Can you output the lines below word for word, leaving out the pictures?
[start of Provided information]
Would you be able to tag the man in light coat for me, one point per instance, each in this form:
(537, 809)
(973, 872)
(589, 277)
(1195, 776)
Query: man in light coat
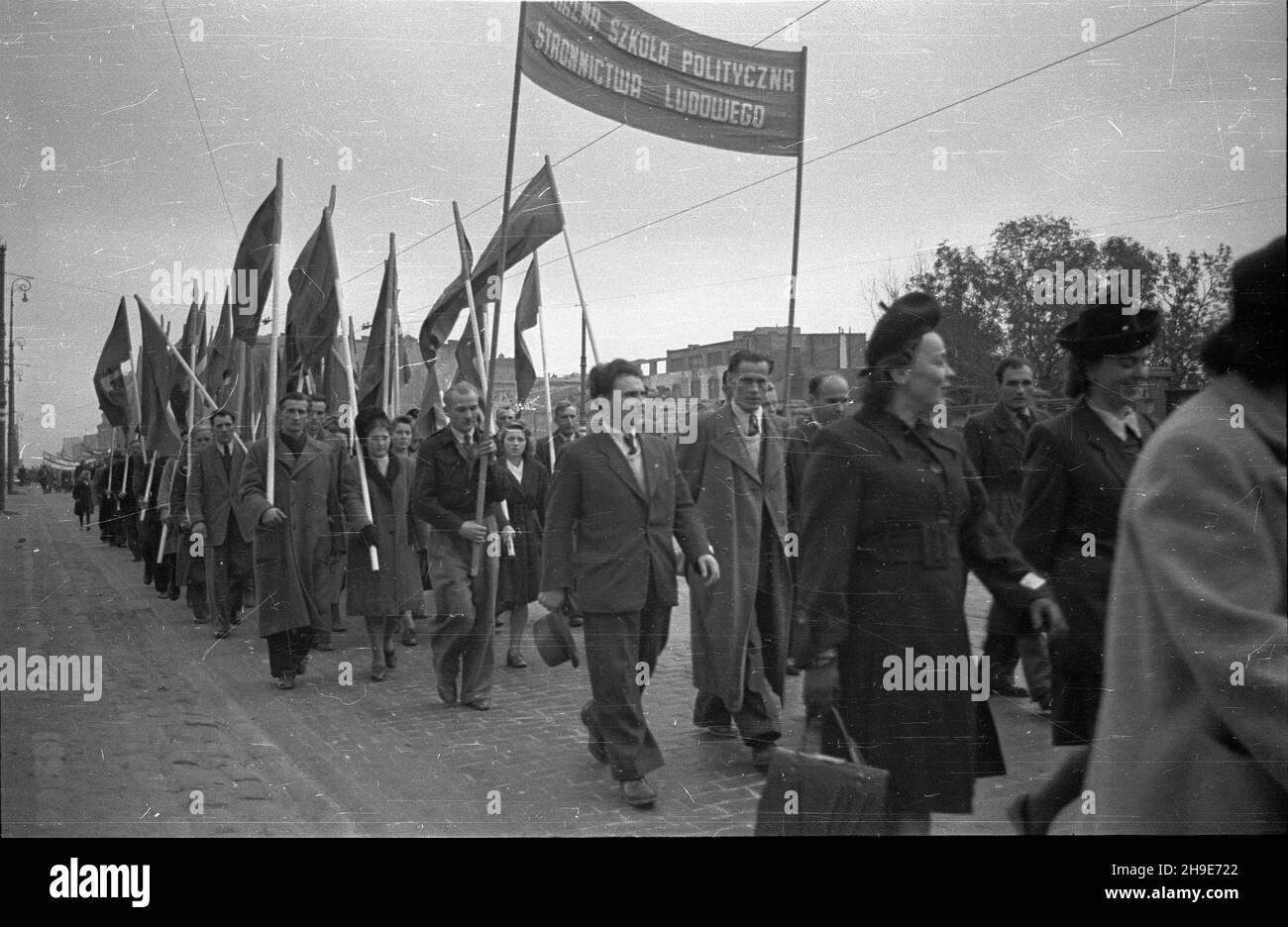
(294, 536)
(735, 470)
[end of Provided information]
__Result for this exercise__
Would you be able to tag the man in light coat for me, one point per instance, each in this form:
(537, 809)
(973, 872)
(589, 277)
(1195, 776)
Query: man in light coat
(294, 536)
(735, 470)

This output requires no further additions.